ACTIVITY ▸ Below are some records; reproduce them exactly.

DATA FOR REVIEW ▸
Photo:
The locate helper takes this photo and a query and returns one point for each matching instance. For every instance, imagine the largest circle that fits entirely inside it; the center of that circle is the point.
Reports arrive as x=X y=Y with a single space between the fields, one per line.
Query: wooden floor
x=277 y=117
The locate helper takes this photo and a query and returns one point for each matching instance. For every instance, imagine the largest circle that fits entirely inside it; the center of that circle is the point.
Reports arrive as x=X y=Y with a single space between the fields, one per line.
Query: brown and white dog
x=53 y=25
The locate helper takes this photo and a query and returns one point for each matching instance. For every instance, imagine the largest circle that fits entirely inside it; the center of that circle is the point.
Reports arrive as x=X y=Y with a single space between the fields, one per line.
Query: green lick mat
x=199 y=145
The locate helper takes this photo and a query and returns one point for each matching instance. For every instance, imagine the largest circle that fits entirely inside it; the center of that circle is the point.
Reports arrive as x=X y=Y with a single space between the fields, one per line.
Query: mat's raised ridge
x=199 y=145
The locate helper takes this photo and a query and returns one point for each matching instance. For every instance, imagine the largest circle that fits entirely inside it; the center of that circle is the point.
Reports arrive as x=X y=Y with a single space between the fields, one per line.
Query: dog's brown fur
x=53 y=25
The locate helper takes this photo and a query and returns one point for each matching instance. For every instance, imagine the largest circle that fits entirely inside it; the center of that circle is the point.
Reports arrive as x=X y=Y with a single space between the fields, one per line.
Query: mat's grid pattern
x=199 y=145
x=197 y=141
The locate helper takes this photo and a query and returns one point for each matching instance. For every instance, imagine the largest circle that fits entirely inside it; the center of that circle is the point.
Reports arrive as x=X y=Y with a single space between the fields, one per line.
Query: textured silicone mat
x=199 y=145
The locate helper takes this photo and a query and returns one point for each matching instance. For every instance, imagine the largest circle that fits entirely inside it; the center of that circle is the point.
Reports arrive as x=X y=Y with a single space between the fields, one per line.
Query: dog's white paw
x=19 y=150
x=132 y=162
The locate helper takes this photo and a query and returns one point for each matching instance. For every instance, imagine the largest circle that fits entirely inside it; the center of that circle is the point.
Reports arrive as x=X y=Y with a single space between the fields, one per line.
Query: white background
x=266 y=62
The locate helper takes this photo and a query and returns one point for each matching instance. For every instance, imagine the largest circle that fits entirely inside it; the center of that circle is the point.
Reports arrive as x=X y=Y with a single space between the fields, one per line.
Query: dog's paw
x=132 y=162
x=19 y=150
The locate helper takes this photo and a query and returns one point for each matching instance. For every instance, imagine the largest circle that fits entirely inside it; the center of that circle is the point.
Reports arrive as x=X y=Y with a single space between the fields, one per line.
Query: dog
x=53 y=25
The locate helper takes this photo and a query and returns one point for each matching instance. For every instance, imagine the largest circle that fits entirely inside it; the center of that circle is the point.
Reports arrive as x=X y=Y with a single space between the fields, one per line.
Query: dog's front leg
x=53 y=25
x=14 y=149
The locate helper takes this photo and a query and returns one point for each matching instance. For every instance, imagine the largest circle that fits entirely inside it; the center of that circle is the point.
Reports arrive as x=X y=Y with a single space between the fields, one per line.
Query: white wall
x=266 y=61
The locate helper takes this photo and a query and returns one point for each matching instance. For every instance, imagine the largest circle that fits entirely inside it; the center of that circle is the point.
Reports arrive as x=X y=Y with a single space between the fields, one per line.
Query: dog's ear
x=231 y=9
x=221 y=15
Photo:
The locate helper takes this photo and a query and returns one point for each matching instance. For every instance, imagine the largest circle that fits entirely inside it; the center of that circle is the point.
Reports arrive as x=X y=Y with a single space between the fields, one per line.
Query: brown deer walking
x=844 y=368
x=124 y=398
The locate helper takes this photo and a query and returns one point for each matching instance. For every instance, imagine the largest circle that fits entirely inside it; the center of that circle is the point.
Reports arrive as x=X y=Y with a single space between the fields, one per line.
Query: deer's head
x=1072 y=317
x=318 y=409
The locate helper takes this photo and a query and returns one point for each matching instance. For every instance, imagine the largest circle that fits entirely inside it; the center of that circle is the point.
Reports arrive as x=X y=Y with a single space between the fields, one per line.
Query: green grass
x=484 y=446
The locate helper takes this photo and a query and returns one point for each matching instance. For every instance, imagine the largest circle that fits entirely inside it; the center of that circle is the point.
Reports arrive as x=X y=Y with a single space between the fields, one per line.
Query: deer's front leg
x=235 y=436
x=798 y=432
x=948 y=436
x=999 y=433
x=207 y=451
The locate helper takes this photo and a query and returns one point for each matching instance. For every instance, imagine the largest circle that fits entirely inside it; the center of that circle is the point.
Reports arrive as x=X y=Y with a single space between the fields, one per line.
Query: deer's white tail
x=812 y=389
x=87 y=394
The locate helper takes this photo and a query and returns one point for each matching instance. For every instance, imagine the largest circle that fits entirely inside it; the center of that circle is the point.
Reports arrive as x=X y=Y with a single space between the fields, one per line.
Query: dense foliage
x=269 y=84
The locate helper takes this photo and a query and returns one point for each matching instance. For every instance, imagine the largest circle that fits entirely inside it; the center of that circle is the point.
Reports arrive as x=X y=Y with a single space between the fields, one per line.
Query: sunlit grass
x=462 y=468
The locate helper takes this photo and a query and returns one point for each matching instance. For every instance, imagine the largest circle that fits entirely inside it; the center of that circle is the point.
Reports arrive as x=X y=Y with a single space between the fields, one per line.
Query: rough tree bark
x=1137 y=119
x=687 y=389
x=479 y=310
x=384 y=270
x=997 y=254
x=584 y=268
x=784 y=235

ANSWER SECTION ▸
Photo:
The locate helper takes this photo and a query and returns one point for each matching instance. For every instance, imagine the largest circle that fits entirely inside it; the center of that circle is the point.
Reports arrive as x=X y=Y with a single space between the fields, one per line.
Query: wooden floor
x=277 y=117
The locate helper takes this photo and a query and returns one point for each matching instance. For every instance, imagine the largest circle that fits entirely inside it; the center of that circle is the point.
Reports arrive as x=X y=Y with a single space between the fields, one per line.
Query: brown and white dog
x=53 y=25
The locate helper takes this photo and a query and returns one point for each matching instance. For every instance, imagine the largest circle that fits entirely inside it; the center of that circle is the point.
Reports arrive as x=X y=Y with a single space between the fields, one per line.
Query: green lick mat
x=199 y=145
The locate helper takes this photo and a query and returns one point for each matching instance. For every instance, imagine the largest circle that fits entirely inside it; the center of that circle is the point.
Reports arrive as x=X y=Y with a single space between the fields, one per line.
Query: mat's raised ridge
x=199 y=145
The locate helper takes this photo and a query and returns one point for each matching instance. For every instance, imagine the largest circle that fits entirely inside it; the center of that circle is the point.
Reports arrive as x=X y=Y with a single space between the fields, one per line.
Query: dog's brown fur
x=53 y=25
The locate helper takes this photo and a query and returns one point for each matching instance. For every instance, imagine the largest circle that fits entirely inside it; the center of that circle is the point.
Reports arrive as x=X y=Y with a single space between the fields, one per line.
Query: mat's grid pattern
x=199 y=145
x=197 y=141
The locate helper takes this photo and a query and returns one point for each matching instance. For every instance, imagine the largest circle that fits entirely inside it; the center of that circle is the point.
Reports arrive as x=X y=Y with a single space between the fields, one per line.
Query: textured silicone mat
x=199 y=145
The locate helper takes this photo and a query and returns one point for each matching instance. For every instance, imagine the largest circle that fits entirely inside it; the center of that circle is the point.
Reports arrive as x=X y=Y with a single space between the fields, one per line.
Query: dog's white paw
x=19 y=150
x=132 y=162
The locate helper takes this photo and a query and returns one point for each matching instance. For every instance, imagine the largest circle that fits entirely inside it; the center of that circle is the point.
Reports arrive as x=X y=Y with a single space between the fields, one per line.
Query: white background
x=266 y=62
The locate helper takes this photo and a query and returns one point for each matching instance. For every instance, imagine the largest circle that fits entirely inside it; the center of that circle is the point.
Reports arrive as x=X y=Y with a single space between the fields, one per line.
Query: dog's paw
x=132 y=162
x=19 y=150
The locate helper takes this photo and a query and returns one point for each matching instance. For every instance, imagine the largest circle that fits entirely inside it; the center of that circle is the point.
Reports arrive as x=X y=Y with a single space between the fields, one per line.
Query: dog
x=53 y=25
The locate helper takes this photo and a query and returns one point for each matching instance. For every instance, imagine the largest circle that fits entirely inside it; the center of that circle is the point.
Reports arrive as x=X y=Y with a single space between the fields, one per line.
Query: dog's front leg
x=53 y=25
x=14 y=149
The locate helper takes this photo and a query and returns one point for each matching instance. For every instance, imagine the largest circle that fits entirely inside it; the center of that circle is the point.
Reports arrive as x=X y=Y with a single space between the fields, one per line.
Query: white wall
x=266 y=61
The locate helper takes this photo and a query and returns one point for each matching instance. For every instance, imagine the largest circle that fits entirely inside it; the center of that circle is the point.
Reports arrive as x=X y=Y with a single space between the fields, one per line.
Query: dog's ear
x=231 y=9
x=221 y=15
Photo:
The locate helper takes this photo and a query and returns one point for each matching instance. For every instance, imagine the largest circle that fits entirely inside it; the center of that circle is the point.
Reports arrive as x=X y=Y with a single space between the fields, one per line.
Query: brown deer walking
x=844 y=368
x=124 y=398
The locate helper takes this photo and a query and returns one point for each matching instance. For every instance, imagine the largest circle that fits entirely inside it; the center of that circle is the point.
Reports arrive as x=X y=Y with a single space between the fields, one per line.
Query: deer's head
x=1072 y=317
x=318 y=409
The locate helper takes this photo and a query and returns one point for each matching instance. For every instance, imagine the largest circle that fits entirely inside it; the center of that circle is the point.
Reports arrive as x=X y=Y with a single space between the fields, one per line.
Query: green grass
x=484 y=446
The locate helper takes this photo and a query and returns one point for each matching instance. For every instance, imagine the largest circle that fits entirely inside it; the center of that circle is the point.
Reports arrive as x=X y=Y with a single space between the fields, one per line.
Query: deer's front leg
x=235 y=436
x=798 y=432
x=948 y=436
x=999 y=433
x=207 y=451
The locate helper takes this photo and a query and returns one point for each matching instance. For every instance, imagine the largest circle that fits entirely inside it; the center of that circle is the point.
Reports arrive as x=X y=Y with a single space between the fields, one per line.
Query: deer's white tail
x=812 y=389
x=87 y=394
The locate helper takes this photo and a query and returns one point for each matching instance. For every instance, imagine the largest circle that fits entirely inside it; the center of that circle is the point.
Reports arrive as x=X y=Y with a single space between the fields, one per line.
Query: dense foliage
x=269 y=84
The locate helper takes this photo and a query and returns one point for each matching instance. For every instance, imagine the largest circle that fits entirely inside it; the center of that circle is the point.
Reports arrive as x=X y=Y with a single space between the fields, one per line.
Query: sunlit grass
x=462 y=468
The locate helper takes this photo and a query and returns one point for each matching instance. For every instance, imagine the largest circle that fits entirely inside it; the center of that circle is the point.
Reports arrive as x=X y=Y with a single space between the fields, one per line.
Query: rough tree bark
x=1137 y=119
x=687 y=389
x=479 y=310
x=384 y=270
x=997 y=254
x=584 y=268
x=784 y=235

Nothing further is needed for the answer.